Extracted material:
▼

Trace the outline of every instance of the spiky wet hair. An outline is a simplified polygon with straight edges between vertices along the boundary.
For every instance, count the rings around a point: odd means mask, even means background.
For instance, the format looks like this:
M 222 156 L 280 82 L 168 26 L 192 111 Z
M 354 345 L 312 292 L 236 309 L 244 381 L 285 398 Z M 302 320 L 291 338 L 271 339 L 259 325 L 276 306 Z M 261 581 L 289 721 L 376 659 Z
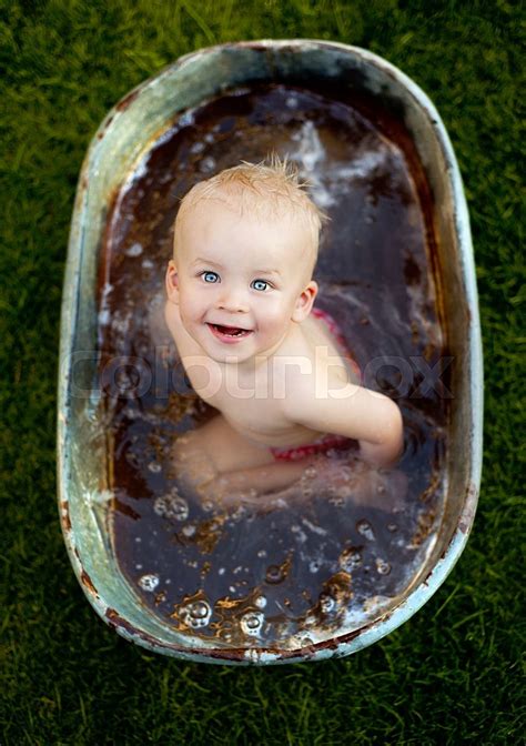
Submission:
M 241 161 L 239 165 L 199 182 L 188 192 L 179 209 L 175 231 L 198 204 L 218 200 L 239 211 L 240 215 L 250 214 L 261 220 L 285 216 L 305 220 L 317 251 L 320 230 L 327 216 L 314 204 L 307 186 L 308 182 L 300 179 L 297 168 L 275 153 L 260 163 Z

▲

Exercise goal: Lay out the listing above as a Markdown table with the columns "Row" and "Line", giving each line its own numbered row and skipping blank lines. Leave the pictures out.

Finished task:
| Row | Line |
|---|---|
| 1 | Trace the outline of every instance of the spiky wet hair. An outline is a simplified polygon with straight edges between vertices along the boundary. |
| 2 | For every instance, count the rings around a point: odd means mask, even means background. |
| 3 | For instance, the format looks like this: |
| 4 | M 222 156 L 280 82 L 168 26 L 192 111 Z |
| 5 | M 354 345 L 312 292 L 236 309 L 244 381 L 285 398 Z M 302 320 L 291 338 L 271 339 L 259 325 L 276 306 Z M 261 581 L 289 721 L 376 659 Z |
| 6 | Submission: |
| 7 | M 241 161 L 239 165 L 199 182 L 188 192 L 179 209 L 175 231 L 198 204 L 218 200 L 239 211 L 240 215 L 250 214 L 261 220 L 285 216 L 305 220 L 317 251 L 320 230 L 327 216 L 314 204 L 307 186 L 308 182 L 300 179 L 297 168 L 275 153 L 260 163 Z |